* [Activity] Retype every entry word for word.
------------------------------------------------------------
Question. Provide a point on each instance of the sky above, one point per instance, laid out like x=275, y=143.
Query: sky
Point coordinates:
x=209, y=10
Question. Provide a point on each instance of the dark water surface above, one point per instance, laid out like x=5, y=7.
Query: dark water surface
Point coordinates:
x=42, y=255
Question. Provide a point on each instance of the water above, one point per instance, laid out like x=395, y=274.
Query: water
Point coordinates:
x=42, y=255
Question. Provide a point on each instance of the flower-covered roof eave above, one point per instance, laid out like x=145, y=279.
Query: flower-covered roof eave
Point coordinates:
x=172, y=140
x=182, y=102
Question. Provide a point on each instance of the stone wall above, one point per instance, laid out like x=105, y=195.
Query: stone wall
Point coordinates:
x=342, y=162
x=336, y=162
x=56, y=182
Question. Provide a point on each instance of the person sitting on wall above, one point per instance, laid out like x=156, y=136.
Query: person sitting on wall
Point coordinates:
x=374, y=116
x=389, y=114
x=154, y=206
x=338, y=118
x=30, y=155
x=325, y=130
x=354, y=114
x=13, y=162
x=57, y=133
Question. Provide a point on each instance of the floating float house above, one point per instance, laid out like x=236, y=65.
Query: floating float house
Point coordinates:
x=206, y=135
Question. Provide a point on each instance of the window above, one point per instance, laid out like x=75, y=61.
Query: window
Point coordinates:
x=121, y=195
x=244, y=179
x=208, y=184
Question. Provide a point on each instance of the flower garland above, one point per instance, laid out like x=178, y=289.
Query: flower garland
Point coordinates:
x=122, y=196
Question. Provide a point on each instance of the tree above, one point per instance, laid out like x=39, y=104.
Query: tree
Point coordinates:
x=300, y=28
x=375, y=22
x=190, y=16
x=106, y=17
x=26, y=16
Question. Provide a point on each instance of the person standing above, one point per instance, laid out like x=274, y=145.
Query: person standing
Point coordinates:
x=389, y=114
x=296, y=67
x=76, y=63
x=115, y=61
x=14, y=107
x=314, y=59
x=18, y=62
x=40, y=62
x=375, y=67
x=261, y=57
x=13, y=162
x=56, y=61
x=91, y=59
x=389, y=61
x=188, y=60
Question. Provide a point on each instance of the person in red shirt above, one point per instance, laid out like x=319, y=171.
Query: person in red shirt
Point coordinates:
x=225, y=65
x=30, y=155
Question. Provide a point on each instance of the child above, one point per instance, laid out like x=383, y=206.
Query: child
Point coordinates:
------------------------------------------------------------
* [Written solution]
Question. Provide a point on each instance of the sky above, one point per instance, laid out like x=275, y=143.
Query: sky
Point coordinates:
x=209, y=10
Question. Provide a point on each instance of the dark water surface above, one point per instance, laid out like x=5, y=7.
Query: dark water surface
Point coordinates:
x=42, y=255
Question. Provide a point on each instance of the water above, one point per instance, laid out like x=395, y=274.
Query: water
Point coordinates:
x=42, y=255
Question. Provide a point on each instance of the flower-covered roof eave above, one point per instance, laid out like x=145, y=279.
Query: flower-covered roof eave
Point coordinates:
x=172, y=140
x=182, y=102
Question. Provide a point on each instance of the stone wall above, one point per instance, laid out like x=105, y=195.
Query: stone wall
Point coordinates:
x=342, y=162
x=336, y=162
x=56, y=182
Question. Provide a point on each instance of the person sitting on wall above, one point per instance, laid out like x=156, y=136.
Query: person sitting on wall
Point coordinates:
x=374, y=116
x=389, y=114
x=154, y=206
x=338, y=118
x=30, y=155
x=325, y=130
x=354, y=114
x=13, y=162
x=57, y=133
Question. Provide a point on each instance of the floating float house above, one point per instance, laid out like x=236, y=65.
Query: floating float house
Point coordinates:
x=206, y=135
Question. Provide a point on each instance of the window above, one point per instance, laid out like x=75, y=61.
Query: window
Point coordinates:
x=121, y=195
x=244, y=179
x=208, y=184
Question. Provide a point on each instance of the flower garland above, one point per instance, laid out like x=178, y=289.
Query: flower garland
Point coordinates:
x=122, y=196
Question. Provide a point on each instance of the tree above, one point per instance, laid out like x=39, y=104.
Query: tree
Point coordinates:
x=300, y=28
x=375, y=22
x=190, y=16
x=106, y=17
x=26, y=16
Question. Provide a point on each instance of the person standing above, one point per instance, laid out like x=274, y=145.
Query: person standing
Point coordinates:
x=389, y=114
x=296, y=67
x=76, y=63
x=115, y=61
x=14, y=107
x=314, y=59
x=18, y=62
x=40, y=62
x=375, y=67
x=261, y=57
x=13, y=162
x=56, y=61
x=91, y=59
x=389, y=61
x=188, y=60
Question. Provide a point on each instance of the person in red shirt above, one point per instance, laid out like x=319, y=171.
Query: person in red shirt
Point coordinates:
x=225, y=65
x=30, y=155
Question. Provide a point on each instance of the child above, one point per instance, laid out like x=383, y=206.
Query: child
Point coordinates:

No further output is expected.